— start —
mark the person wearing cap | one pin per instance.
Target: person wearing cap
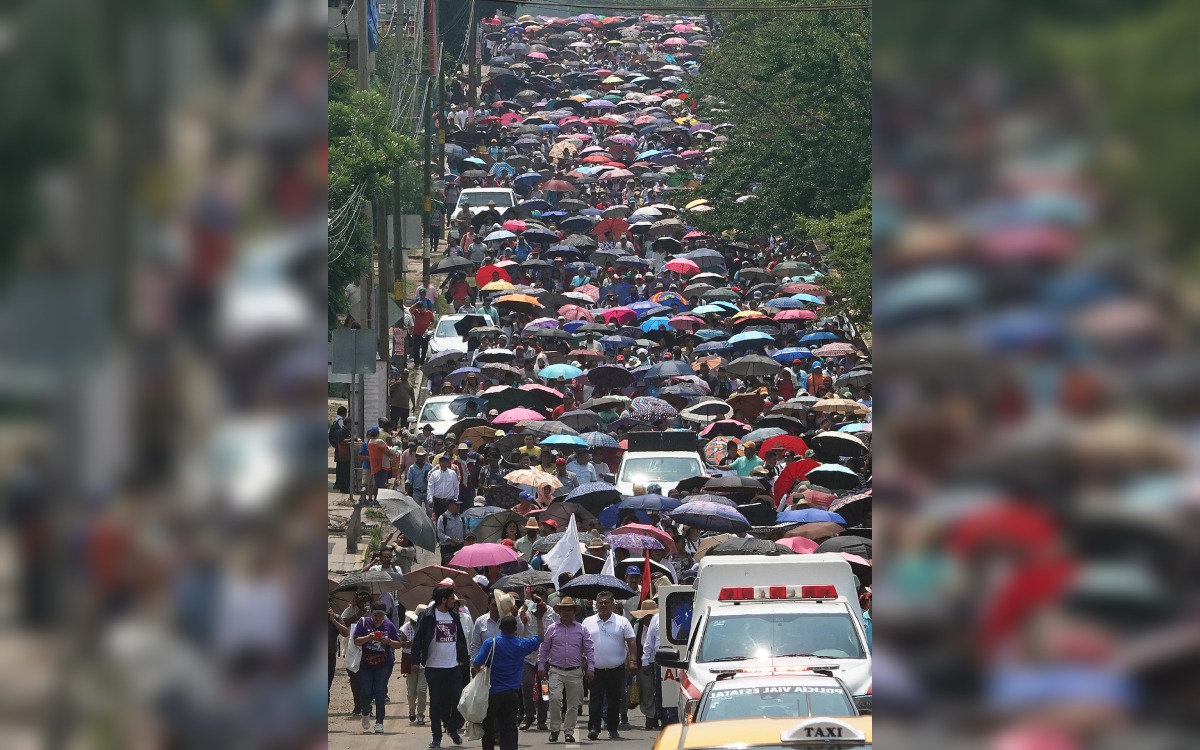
(417, 479)
(451, 529)
(525, 545)
(378, 637)
(581, 466)
(567, 658)
(439, 647)
(615, 651)
(414, 677)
— end —
* What you need to do *
Put the lines above into a JSON list of strings, one string per line, skipping blank lines and leaving out the picture.

* Full output *
[
  "mark the person wearing cap | one pin per instance.",
  "Target: person wearing cap",
  "(417, 479)",
  "(451, 529)",
  "(525, 545)",
  "(378, 637)",
  "(581, 466)",
  "(567, 658)",
  "(439, 647)",
  "(615, 651)",
  "(414, 677)"
]